_EXERCISE DIRECTIONS:_ Retype each entry. Leave nothing out.

_ENTRIES PROVIDED:_
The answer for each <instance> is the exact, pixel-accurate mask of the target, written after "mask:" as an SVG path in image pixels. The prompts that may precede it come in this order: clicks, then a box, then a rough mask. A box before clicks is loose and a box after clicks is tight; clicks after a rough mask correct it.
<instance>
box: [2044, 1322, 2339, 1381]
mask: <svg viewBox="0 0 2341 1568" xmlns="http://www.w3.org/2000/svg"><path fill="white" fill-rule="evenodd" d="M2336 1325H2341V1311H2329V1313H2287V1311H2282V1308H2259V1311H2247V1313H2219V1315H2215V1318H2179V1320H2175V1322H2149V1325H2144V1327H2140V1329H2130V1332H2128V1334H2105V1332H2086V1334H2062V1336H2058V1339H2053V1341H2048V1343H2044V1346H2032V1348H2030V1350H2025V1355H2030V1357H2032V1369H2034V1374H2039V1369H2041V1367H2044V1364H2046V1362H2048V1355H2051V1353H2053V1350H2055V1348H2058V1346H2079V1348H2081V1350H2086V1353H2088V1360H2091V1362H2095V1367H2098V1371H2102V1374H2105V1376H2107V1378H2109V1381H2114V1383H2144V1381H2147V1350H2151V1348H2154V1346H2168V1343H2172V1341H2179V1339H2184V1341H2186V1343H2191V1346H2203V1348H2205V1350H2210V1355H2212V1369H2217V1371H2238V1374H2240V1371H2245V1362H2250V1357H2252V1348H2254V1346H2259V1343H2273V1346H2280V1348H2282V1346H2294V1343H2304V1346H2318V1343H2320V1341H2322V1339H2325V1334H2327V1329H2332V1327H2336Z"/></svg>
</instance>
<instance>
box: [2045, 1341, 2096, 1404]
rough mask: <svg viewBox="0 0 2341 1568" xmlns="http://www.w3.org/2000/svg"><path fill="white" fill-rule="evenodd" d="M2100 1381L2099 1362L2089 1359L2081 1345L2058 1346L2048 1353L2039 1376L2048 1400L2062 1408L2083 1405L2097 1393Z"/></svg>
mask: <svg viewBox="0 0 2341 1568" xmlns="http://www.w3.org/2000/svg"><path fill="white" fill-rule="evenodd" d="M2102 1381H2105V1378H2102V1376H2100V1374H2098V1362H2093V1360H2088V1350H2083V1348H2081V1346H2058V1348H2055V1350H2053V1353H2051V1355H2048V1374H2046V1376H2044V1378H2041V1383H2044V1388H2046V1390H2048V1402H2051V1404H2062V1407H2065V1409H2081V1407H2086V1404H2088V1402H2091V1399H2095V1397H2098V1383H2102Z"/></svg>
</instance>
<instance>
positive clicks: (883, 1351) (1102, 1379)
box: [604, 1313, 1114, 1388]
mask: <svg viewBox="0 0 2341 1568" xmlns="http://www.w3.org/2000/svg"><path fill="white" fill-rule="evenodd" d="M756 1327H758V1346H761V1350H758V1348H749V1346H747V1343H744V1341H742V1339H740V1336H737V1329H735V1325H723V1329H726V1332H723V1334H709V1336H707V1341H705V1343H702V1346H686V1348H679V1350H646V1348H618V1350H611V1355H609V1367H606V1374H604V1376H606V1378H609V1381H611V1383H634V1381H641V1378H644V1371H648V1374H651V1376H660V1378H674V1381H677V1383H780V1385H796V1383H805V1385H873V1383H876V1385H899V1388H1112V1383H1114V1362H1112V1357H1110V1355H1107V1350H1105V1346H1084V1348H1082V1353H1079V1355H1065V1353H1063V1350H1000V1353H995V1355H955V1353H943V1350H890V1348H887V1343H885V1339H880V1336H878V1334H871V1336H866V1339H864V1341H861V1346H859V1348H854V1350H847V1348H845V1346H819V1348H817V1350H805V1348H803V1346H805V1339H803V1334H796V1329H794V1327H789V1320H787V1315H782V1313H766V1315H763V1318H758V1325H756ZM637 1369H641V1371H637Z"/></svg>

_ANSWER SECTION:_
The answer for each <instance> is the exact, pixel-accurate mask of the target, written after "mask:" as an SVG path in image pixels. The prompts that may precede it come in this order: clicks, then a box, then a rough mask. A box before clicks is loose and a box after clicks is tight; clicks after a rough mask correct it.
<instance>
box: [2044, 1322, 2339, 1381]
mask: <svg viewBox="0 0 2341 1568" xmlns="http://www.w3.org/2000/svg"><path fill="white" fill-rule="evenodd" d="M2336 1325H2341V1311H2329V1313H2287V1311H2282V1308H2259V1311H2247V1313H2219V1315H2215V1318H2179V1320H2175V1322H2149V1325H2144V1327H2140V1329H2130V1332H2128V1334H2105V1332H2086V1334H2062V1336H2058V1339H2053V1341H2048V1343H2044V1346H2032V1348H2030V1350H2025V1355H2030V1357H2032V1369H2034V1374H2039V1369H2041V1367H2044V1364H2046V1362H2048V1355H2051V1353H2053V1350H2055V1348H2058V1346H2079V1348H2081V1350H2086V1353H2088V1360H2091V1362H2095V1367H2098V1371H2102V1374H2105V1376H2107V1378H2109V1381H2114V1383H2144V1381H2147V1350H2151V1348H2154V1346H2168V1343H2172V1341H2179V1339H2184V1341H2186V1343H2191V1346H2203V1348H2205V1350H2210V1355H2212V1369H2217V1371H2238V1374H2240V1371H2245V1362H2250V1357H2252V1348H2254V1346H2259V1343H2273V1346H2280V1348H2282V1346H2294V1343H2304V1346H2318V1343H2320V1341H2322V1339H2325V1334H2327V1329H2332V1327H2336Z"/></svg>
</instance>
<instance>
box: [2045, 1341, 2096, 1404]
rough mask: <svg viewBox="0 0 2341 1568" xmlns="http://www.w3.org/2000/svg"><path fill="white" fill-rule="evenodd" d="M2100 1381L2099 1362L2089 1359L2081 1345L2058 1346L2048 1353L2039 1376L2048 1400L2062 1408L2083 1405L2097 1393Z"/></svg>
mask: <svg viewBox="0 0 2341 1568" xmlns="http://www.w3.org/2000/svg"><path fill="white" fill-rule="evenodd" d="M2102 1381H2105V1378H2102V1376H2100V1374H2098V1362H2093V1360H2088V1350H2083V1348H2081V1346H2058V1348H2055V1350H2053V1353H2051V1355H2048V1374H2046V1376H2044V1378H2041V1383H2044V1388H2046V1390H2048V1402H2051V1404H2062V1407H2065V1409H2081V1407H2086V1404H2088V1402H2091V1399H2095V1397H2098V1383H2102Z"/></svg>
</instance>
<instance>
positive clicks: (883, 1351) (1102, 1379)
box: [604, 1313, 1114, 1388]
mask: <svg viewBox="0 0 2341 1568" xmlns="http://www.w3.org/2000/svg"><path fill="white" fill-rule="evenodd" d="M756 1327H758V1346H761V1350H758V1348H749V1346H747V1343H744V1341H742V1339H740V1336H737V1329H735V1325H723V1329H726V1332H723V1334H709V1336H707V1341H705V1343H702V1346H686V1348H679V1350H646V1348H618V1350H611V1355H609V1367H606V1374H604V1376H606V1378H609V1381H611V1383H634V1381H641V1378H644V1371H648V1374H651V1376H660V1378H674V1381H677V1383H780V1385H796V1383H805V1385H873V1383H876V1385H899V1388H1112V1383H1114V1362H1112V1357H1110V1355H1107V1350H1105V1346H1084V1348H1082V1353H1079V1355H1065V1353H1063V1350H1000V1353H995V1355H955V1353H943V1350H890V1348H887V1343H885V1339H880V1336H878V1334H871V1336H866V1339H864V1341H861V1346H859V1348H854V1350H847V1348H845V1346H819V1348H817V1350H805V1348H803V1346H805V1339H803V1334H796V1329H794V1327H789V1320H787V1315H782V1313H766V1315H763V1318H758V1325H756ZM637 1369H641V1371H637Z"/></svg>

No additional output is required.